The truth is that they are struggling to deal with the loss of a key player/player changes, the introduction of a new manager with a new vision and some holes in the squad. Which sounds a little familiar.

Badwolf (Incidentally, how did no one else bid more than £16m for Moriba. I didn’t know he’d gone too, but that lad is a top talent.)

 

…Is Barcelona going into a death spiral akin to Leeds in 2003?

Barcelona’s wage ceiling is now €97MM, less than Crystal Palace’s wage bill last year, so what happens if / when they break it?

Short of some deus ex machina of finding the second coming of Lionel Messi (which wouldn’t be completely unsurprising) or Roman Ambramovic, it feels like they are going to have to keep selling/releasing players to meet their financial obligations, with the discount being a forced seller entails. And with each sale they’ll struggle more to attract the players to maintain their position, and hence income – leading to more forced sales. But I really have no clue of the mechanics of the la Liga’s caps. Would love to hear from someone who knows!

Finally, if Barcelona were to get relegated, would this be the most spectacular fall from grace ever?

Ben Morton-Harmer (New York)

 

Bad punditry
There’s a lesson to be had about the high entertainment value but almost zero substance value of most football media punditry. A few short weeks ago Mikel Arteta was on his last legs, ready to bend over and receive his kick out the door, except now that his team is starting to bed in he’s not looking so bad after all. Solksjaer meanwhile was riding high with a strong unbeaten start and then inevitably -after a defeat or two – was not good enough again- but even there beating Villareal despite receiving a literal spanking in the first half will stay some of the worst of the braying.

As a Liverpool fan I both love the fact that Ole Olay is not yet the finished article as a Man United manager AND the prospect that United will fire him before he becomes one, adding further turmoil to their plans into the medium to long term. So please United fans, keep your impatience up so that my hopes for your club continue to come true.

In the case of both Arteta and Ole, the clubs have bought into a policy of finding and nurturing the football managers of tomorrow. For that to work you need to both insist that there is a general positive trajectory of improvement over a season or two (with Ole this is happening, with Arteta, we should know by the end of the season) and show the resilience and patience to weather the inevitable dips along the way. But neither of these fit the time horizons of the modern football fan or football club and even less so of the modern football media company.

● Problems and tasks:
A: List every football club named in the football letters.
B: Carry on the football letters from the end of their final paragraph.
The records come from a separate source and are unrelated to the football letters.

● Data extracts:
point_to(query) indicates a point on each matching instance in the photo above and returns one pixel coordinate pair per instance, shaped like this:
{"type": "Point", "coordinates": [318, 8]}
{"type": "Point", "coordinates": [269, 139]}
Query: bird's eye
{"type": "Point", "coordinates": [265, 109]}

● Exercise results:
A: Barcelona, Leeds, Crystal Palace, Villareal, Liverpool, Man United

B:
Look, I get that the media model is for fast paced reactions to recent events and it’s lotsa fun to read and react to all of these hot takes. Without them you wouldn’t have as hilarious a mailbox or as entertaining a Mediawatch. So my ask is not to that the media get a grip since that would spoil the fun but rather to the passionate and blinkered football fan. My better angels insist that I include Man United fans in this: stop losing your bowel movements whenever your side has a bad spell. Look instead to the overall trajectory and give your club’s strategy time to work. If you want to do something constructive, consider what strategy and personnel would be better alternatives. If you can’t then shut yer trap.

So here’s 3 cheers to a more engrossing but less funny Mailbox and an equally entertaining Mediawatch….

Hip Hip
Miguel L (LFC – great start to the season. Who cares if no one thinks we’re going to win anything – remember! Football media punditry value = 0 at least 90% of the time)

 

Portu-geezers
Did anyone else notice how many Portuguese speaking players Man Utd had on the pitch when Ronaldo scored that dramatic late winner against Villareal? Between Portugal and Brazil, we had Dalot, Telles, Fernandes, Fred and Ronaldo – all Portuguese speakers! Plus Spanish speakers De Gea and Cavani.

It got me thinking: has any English team ever had as many Portuguese speaking players on the pitch at one time? How about any team outside of Portugal or Brazil? Has any English team ever had more players of one language group on the pitch at once? I was thinking maybe one of Wenger’s Arsenal teams featuring lots of Frenchmen, but I’m not sure. Does anyone know?? I’d be curious to hear from other F365ers on this topic!